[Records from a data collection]
Content starts
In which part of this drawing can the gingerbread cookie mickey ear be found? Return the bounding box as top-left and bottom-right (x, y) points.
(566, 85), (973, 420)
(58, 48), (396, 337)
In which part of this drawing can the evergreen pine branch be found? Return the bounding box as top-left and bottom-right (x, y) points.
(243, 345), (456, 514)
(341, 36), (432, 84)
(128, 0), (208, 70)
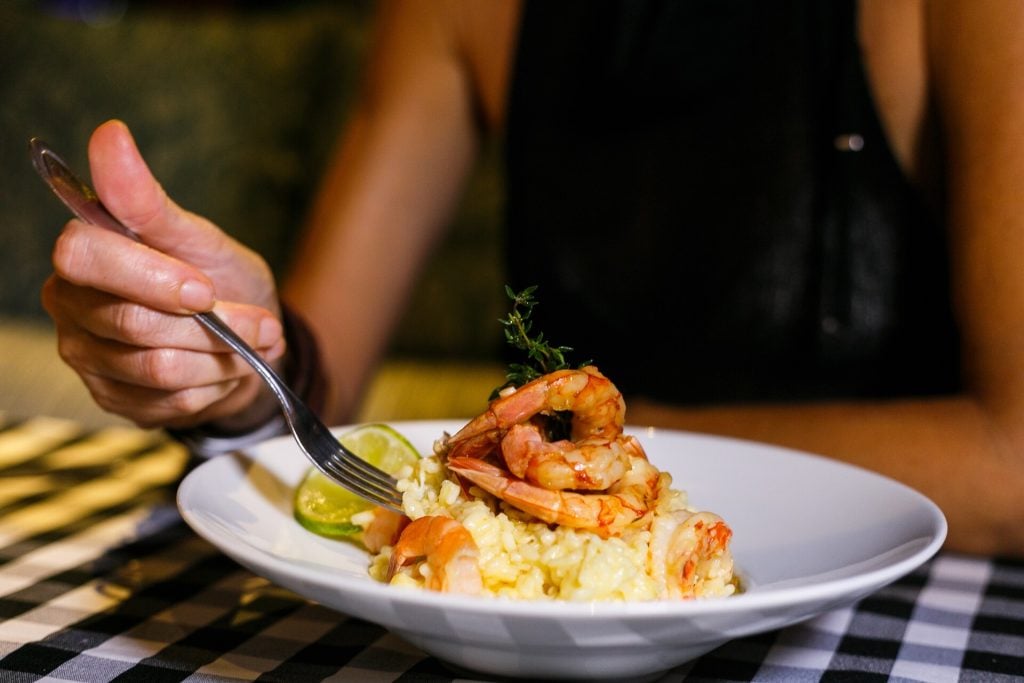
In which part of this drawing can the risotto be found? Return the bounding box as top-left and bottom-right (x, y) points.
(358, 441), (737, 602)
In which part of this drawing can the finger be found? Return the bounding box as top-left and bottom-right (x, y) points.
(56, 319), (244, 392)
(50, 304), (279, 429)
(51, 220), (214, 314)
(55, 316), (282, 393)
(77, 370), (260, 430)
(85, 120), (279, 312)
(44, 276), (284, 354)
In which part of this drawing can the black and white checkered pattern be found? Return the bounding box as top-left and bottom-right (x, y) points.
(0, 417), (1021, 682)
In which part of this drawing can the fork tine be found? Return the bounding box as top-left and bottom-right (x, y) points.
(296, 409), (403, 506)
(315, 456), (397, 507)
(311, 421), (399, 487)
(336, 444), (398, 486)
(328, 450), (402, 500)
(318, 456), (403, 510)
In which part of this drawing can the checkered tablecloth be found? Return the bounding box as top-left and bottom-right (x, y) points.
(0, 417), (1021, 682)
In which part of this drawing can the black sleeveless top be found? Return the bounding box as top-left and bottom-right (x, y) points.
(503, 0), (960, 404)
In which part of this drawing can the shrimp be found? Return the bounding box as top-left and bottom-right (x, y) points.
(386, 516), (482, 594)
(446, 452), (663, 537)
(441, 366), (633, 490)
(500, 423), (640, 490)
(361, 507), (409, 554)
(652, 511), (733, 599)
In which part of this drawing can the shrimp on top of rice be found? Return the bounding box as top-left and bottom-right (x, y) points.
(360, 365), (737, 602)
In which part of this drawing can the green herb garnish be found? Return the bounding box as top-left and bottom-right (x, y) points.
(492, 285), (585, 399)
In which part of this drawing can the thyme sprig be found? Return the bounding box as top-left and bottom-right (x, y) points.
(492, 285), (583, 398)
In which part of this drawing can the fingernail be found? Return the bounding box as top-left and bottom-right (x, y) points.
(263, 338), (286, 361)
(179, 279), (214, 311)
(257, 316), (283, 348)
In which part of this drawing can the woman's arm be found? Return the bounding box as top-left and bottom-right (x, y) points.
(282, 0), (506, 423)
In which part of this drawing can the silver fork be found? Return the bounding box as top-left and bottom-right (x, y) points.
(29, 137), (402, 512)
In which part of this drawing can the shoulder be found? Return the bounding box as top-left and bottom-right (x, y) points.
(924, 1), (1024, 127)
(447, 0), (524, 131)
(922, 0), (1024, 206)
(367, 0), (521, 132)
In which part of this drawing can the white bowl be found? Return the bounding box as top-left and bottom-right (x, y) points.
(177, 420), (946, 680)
Content ends
ABOUT THIS EXERCISE - Write every record out again exactly; no pictures belong in the copy.

RESULT FOR THIS TASK -
In which part of this drawing can the gingerbread cookie mickey ear be found? Return the bounding box as top-left and bottom-right (x, y) points.
(566, 85), (973, 420)
(58, 48), (396, 337)
In which part of this drawing can the evergreen pine branch be found? Return the bounding box as top-left and bottom-right (x, y) points.
(243, 345), (456, 514)
(341, 36), (432, 84)
(128, 0), (208, 70)
In which part of this drawing can the risotto be found? Return the bounding box as top-left and bottom-right (x, y) points.
(358, 441), (737, 602)
In which part of this drawing can the finger be found? Return the bounding box as top-left and bottom-right (x, y) points.
(56, 319), (244, 392)
(50, 304), (279, 429)
(51, 220), (214, 314)
(55, 316), (282, 393)
(77, 370), (260, 430)
(85, 120), (279, 312)
(44, 276), (284, 354)
In which part of this drawing can the black and white checkered pattern be found? Return the bounding box as top-left and bottom-right (x, y) points.
(0, 417), (1021, 682)
In which part of this drawing can the fork tine be found? Return the bounding box as top-left and bottom-right (x, y) points.
(296, 409), (403, 506)
(315, 456), (397, 507)
(311, 421), (399, 487)
(336, 444), (398, 486)
(328, 450), (402, 500)
(318, 456), (403, 510)
In which part of this drawing can the checkered tablecloth be found? Return the bounding box as top-left and bottom-right (x, y) points.
(0, 417), (1021, 682)
In which part of this drawing can the black sleeveless top be found? Return the bounding box as top-left and bottom-right (x, y) points.
(503, 0), (960, 404)
In which part of this drawing can the shrimp be found? Return the bounding box as top-left and bottom-right (x, y) points.
(386, 516), (482, 594)
(446, 452), (663, 537)
(441, 366), (633, 490)
(500, 423), (640, 490)
(361, 507), (409, 554)
(652, 511), (733, 599)
In which part of this drawing can the shrimp on top of rice be found? Return the bounding box as top-left and bottom-right (x, y) points.
(360, 365), (737, 602)
In which part of this drawing can the green herb garnish be found? Return the bounding box as top-left and bottom-right (x, y) points.
(492, 285), (585, 399)
In which part of this drawing can the thyme sprig be found? Return the bounding box as top-left and bottom-right (x, y) points.
(492, 285), (583, 398)
In which part of this drawing can the fingernail be found? Return the bounding box as top-left and bottom-right (x, y) points.
(263, 338), (286, 361)
(179, 279), (214, 311)
(257, 316), (283, 348)
In which part of this drawing can the woman's arm be found? Return the bounding box as top-left and bottom-right (x, y) points.
(282, 0), (506, 423)
In which part of this drawing can the silver fork be found? Return the bounding box as top-left and bottom-right (x, y) points.
(29, 137), (402, 512)
In which part of this drawing can the shoulder be found? Return the bounding box as top-left and bottom-right (x, y) points.
(924, 1), (1024, 127)
(447, 0), (524, 131)
(922, 0), (1024, 206)
(367, 0), (521, 132)
In which part of this drawing can the white bowl be found? Return the bounding box as top-left and bottom-right (x, y) points.
(177, 420), (946, 680)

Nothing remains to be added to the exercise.